── Provided data

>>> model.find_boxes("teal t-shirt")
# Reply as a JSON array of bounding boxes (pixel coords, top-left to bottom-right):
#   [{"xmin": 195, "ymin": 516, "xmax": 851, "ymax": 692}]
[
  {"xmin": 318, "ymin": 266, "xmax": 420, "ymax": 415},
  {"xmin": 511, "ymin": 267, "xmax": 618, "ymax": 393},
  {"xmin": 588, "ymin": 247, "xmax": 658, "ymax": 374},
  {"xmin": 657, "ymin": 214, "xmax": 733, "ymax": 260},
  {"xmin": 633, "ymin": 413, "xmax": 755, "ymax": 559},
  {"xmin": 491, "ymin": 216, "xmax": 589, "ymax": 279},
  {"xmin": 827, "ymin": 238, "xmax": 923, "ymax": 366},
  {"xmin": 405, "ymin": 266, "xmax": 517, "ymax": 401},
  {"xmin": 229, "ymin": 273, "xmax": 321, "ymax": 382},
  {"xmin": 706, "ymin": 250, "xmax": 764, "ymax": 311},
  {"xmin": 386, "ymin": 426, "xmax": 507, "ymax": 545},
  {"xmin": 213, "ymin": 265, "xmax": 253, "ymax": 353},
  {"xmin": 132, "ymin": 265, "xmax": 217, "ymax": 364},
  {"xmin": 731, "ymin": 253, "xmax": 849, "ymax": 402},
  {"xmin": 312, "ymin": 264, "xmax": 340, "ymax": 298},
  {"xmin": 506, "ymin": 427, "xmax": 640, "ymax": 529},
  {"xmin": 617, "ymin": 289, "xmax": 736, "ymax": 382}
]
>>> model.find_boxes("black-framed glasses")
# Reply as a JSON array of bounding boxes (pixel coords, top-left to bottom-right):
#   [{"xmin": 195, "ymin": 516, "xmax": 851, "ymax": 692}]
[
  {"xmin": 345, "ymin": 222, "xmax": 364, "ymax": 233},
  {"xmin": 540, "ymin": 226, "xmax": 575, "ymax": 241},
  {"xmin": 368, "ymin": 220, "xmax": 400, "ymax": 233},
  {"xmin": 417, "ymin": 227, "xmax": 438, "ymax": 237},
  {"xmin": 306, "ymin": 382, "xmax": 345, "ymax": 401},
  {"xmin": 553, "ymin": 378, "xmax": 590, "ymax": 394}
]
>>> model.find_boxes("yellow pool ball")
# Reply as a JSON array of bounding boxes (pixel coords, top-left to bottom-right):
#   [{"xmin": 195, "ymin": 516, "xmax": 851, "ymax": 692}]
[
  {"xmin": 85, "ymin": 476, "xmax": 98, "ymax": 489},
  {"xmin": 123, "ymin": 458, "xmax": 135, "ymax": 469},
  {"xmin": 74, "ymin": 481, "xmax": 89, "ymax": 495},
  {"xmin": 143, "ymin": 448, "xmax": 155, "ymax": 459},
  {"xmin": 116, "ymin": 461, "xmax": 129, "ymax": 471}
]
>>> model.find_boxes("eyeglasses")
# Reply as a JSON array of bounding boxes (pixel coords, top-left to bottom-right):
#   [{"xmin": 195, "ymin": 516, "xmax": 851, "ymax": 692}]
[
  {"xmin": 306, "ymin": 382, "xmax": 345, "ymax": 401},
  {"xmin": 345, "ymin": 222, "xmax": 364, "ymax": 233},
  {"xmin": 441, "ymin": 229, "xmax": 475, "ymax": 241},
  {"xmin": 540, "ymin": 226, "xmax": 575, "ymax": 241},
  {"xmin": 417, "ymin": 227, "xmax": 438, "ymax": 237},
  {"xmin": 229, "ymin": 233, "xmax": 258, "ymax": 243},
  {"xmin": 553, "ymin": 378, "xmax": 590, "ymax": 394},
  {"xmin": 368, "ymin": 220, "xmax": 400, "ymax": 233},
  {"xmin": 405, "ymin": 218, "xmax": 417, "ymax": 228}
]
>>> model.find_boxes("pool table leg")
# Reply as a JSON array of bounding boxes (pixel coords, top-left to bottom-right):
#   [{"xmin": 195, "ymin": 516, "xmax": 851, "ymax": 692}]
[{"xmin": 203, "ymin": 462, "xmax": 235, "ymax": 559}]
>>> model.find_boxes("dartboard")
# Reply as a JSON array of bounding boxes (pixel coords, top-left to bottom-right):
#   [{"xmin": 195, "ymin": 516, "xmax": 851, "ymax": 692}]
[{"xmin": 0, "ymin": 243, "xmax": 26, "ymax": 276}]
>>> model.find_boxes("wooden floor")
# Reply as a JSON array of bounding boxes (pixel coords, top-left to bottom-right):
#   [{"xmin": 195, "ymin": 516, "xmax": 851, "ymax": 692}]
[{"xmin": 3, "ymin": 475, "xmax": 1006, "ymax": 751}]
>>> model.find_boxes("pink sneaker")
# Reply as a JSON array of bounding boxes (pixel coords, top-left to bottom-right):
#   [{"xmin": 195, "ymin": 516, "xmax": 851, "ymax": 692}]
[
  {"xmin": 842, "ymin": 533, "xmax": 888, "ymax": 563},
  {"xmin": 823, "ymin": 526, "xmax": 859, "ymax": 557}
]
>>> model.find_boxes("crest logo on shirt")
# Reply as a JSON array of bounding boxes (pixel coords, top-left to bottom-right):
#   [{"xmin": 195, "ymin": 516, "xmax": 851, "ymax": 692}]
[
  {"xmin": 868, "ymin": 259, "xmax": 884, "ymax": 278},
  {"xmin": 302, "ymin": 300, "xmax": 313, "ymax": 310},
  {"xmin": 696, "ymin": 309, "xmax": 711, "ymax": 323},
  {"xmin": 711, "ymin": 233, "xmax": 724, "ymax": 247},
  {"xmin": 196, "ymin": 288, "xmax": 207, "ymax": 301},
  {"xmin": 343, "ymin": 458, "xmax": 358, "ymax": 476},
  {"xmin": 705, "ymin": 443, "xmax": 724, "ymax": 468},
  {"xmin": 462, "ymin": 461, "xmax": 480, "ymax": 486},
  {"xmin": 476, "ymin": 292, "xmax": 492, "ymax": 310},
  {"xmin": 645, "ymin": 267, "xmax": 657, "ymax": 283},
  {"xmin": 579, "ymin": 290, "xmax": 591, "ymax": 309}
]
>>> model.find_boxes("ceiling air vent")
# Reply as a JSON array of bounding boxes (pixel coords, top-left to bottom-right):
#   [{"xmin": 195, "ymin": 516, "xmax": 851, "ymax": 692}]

────

→ What needs to be done:
Each entry above is to be quoted exactly.

→ Response area:
>>> model.find_boxes("teal t-shirt")
# Reply as a JSON array of bounding boxes (pixel coords, top-left to bottom-right):
#   [{"xmin": 195, "ymin": 516, "xmax": 851, "ymax": 692}]
[
  {"xmin": 318, "ymin": 266, "xmax": 420, "ymax": 415},
  {"xmin": 511, "ymin": 267, "xmax": 618, "ymax": 393},
  {"xmin": 588, "ymin": 247, "xmax": 658, "ymax": 374},
  {"xmin": 657, "ymin": 214, "xmax": 733, "ymax": 260},
  {"xmin": 633, "ymin": 413, "xmax": 755, "ymax": 559},
  {"xmin": 491, "ymin": 216, "xmax": 589, "ymax": 279},
  {"xmin": 827, "ymin": 238, "xmax": 923, "ymax": 366},
  {"xmin": 405, "ymin": 266, "xmax": 517, "ymax": 401},
  {"xmin": 229, "ymin": 273, "xmax": 321, "ymax": 382},
  {"xmin": 706, "ymin": 250, "xmax": 764, "ymax": 311},
  {"xmin": 386, "ymin": 426, "xmax": 507, "ymax": 545},
  {"xmin": 213, "ymin": 265, "xmax": 253, "ymax": 353},
  {"xmin": 132, "ymin": 265, "xmax": 217, "ymax": 364},
  {"xmin": 731, "ymin": 253, "xmax": 849, "ymax": 402},
  {"xmin": 312, "ymin": 264, "xmax": 340, "ymax": 298},
  {"xmin": 506, "ymin": 427, "xmax": 640, "ymax": 529},
  {"xmin": 617, "ymin": 289, "xmax": 736, "ymax": 382}
]
>>> model.find_boxes("black-framed glasses")
# Reply as a JSON array of bounding boxes (pixel coords, top-left to bottom-right):
#   [{"xmin": 195, "ymin": 516, "xmax": 851, "ymax": 692}]
[
  {"xmin": 345, "ymin": 222, "xmax": 364, "ymax": 233},
  {"xmin": 540, "ymin": 226, "xmax": 575, "ymax": 241},
  {"xmin": 368, "ymin": 220, "xmax": 400, "ymax": 233},
  {"xmin": 417, "ymin": 227, "xmax": 438, "ymax": 237},
  {"xmin": 306, "ymin": 382, "xmax": 345, "ymax": 401},
  {"xmin": 553, "ymin": 378, "xmax": 590, "ymax": 394}
]
>>> model.find_boxes("yellow pool ball")
# Reply as a JSON array of bounding boxes (pixel coords, top-left to bottom-right):
#   [{"xmin": 195, "ymin": 516, "xmax": 851, "ymax": 692}]
[
  {"xmin": 85, "ymin": 476, "xmax": 98, "ymax": 489},
  {"xmin": 123, "ymin": 458, "xmax": 135, "ymax": 469},
  {"xmin": 74, "ymin": 481, "xmax": 89, "ymax": 495},
  {"xmin": 143, "ymin": 448, "xmax": 155, "ymax": 459},
  {"xmin": 116, "ymin": 461, "xmax": 129, "ymax": 471}
]
>>> model.find_boxes("eyeglasses")
# Reply as a JSON array of bounding boxes (pixel coords, top-left to bottom-right):
#   [{"xmin": 195, "ymin": 516, "xmax": 851, "ymax": 692}]
[
  {"xmin": 306, "ymin": 382, "xmax": 345, "ymax": 401},
  {"xmin": 345, "ymin": 222, "xmax": 364, "ymax": 233},
  {"xmin": 441, "ymin": 229, "xmax": 475, "ymax": 241},
  {"xmin": 540, "ymin": 226, "xmax": 575, "ymax": 241},
  {"xmin": 417, "ymin": 227, "xmax": 438, "ymax": 237},
  {"xmin": 229, "ymin": 233, "xmax": 258, "ymax": 243},
  {"xmin": 553, "ymin": 378, "xmax": 590, "ymax": 394},
  {"xmin": 368, "ymin": 220, "xmax": 400, "ymax": 233},
  {"xmin": 405, "ymin": 218, "xmax": 417, "ymax": 228}
]
>>> model.find_boxes("pool table leg")
# Reply as a JSON array of bounding boxes (pixel coords, top-left to bottom-right):
#   [{"xmin": 195, "ymin": 516, "xmax": 851, "ymax": 692}]
[{"xmin": 203, "ymin": 462, "xmax": 235, "ymax": 559}]
>>> model.find_boxes("dartboard")
# Reply as a JSON array of bounding boxes (pixel coords, top-left to bottom-right):
#   [{"xmin": 195, "ymin": 516, "xmax": 851, "ymax": 692}]
[{"xmin": 0, "ymin": 243, "xmax": 26, "ymax": 276}]
>>> model.find_boxes("wooden floor")
# Reply as a JSON array of bounding boxes (pixel coords, top-left to bottom-right):
#   [{"xmin": 195, "ymin": 516, "xmax": 851, "ymax": 692}]
[{"xmin": 3, "ymin": 475, "xmax": 1006, "ymax": 751}]
>>> model.find_boxes("pink sneaker")
# Reply as a JSON array of bounding boxes (pixel coords, top-left to bottom-right):
#   [{"xmin": 195, "ymin": 516, "xmax": 851, "ymax": 692}]
[
  {"xmin": 842, "ymin": 533, "xmax": 888, "ymax": 563},
  {"xmin": 823, "ymin": 526, "xmax": 859, "ymax": 557}
]
>>> model.find_boxes("crest logo on shirt")
# Reply as a JSON array of bounding boxes (pixel coords, top-left to bottom-right):
#   [{"xmin": 195, "ymin": 516, "xmax": 851, "ymax": 692}]
[
  {"xmin": 868, "ymin": 259, "xmax": 884, "ymax": 278},
  {"xmin": 302, "ymin": 300, "xmax": 313, "ymax": 310},
  {"xmin": 696, "ymin": 309, "xmax": 711, "ymax": 323},
  {"xmin": 711, "ymin": 233, "xmax": 724, "ymax": 247},
  {"xmin": 196, "ymin": 288, "xmax": 207, "ymax": 301},
  {"xmin": 343, "ymin": 458, "xmax": 358, "ymax": 476},
  {"xmin": 705, "ymin": 443, "xmax": 724, "ymax": 468},
  {"xmin": 462, "ymin": 461, "xmax": 480, "ymax": 486},
  {"xmin": 476, "ymin": 292, "xmax": 492, "ymax": 310},
  {"xmin": 645, "ymin": 267, "xmax": 657, "ymax": 283},
  {"xmin": 579, "ymin": 290, "xmax": 591, "ymax": 309}
]
>>> model.find_boxes("ceiling air vent")
# Reply as a JSON array of bounding boxes (pixel coords, top-left to bottom-right):
#   [{"xmin": 195, "ymin": 516, "xmax": 851, "ymax": 692}]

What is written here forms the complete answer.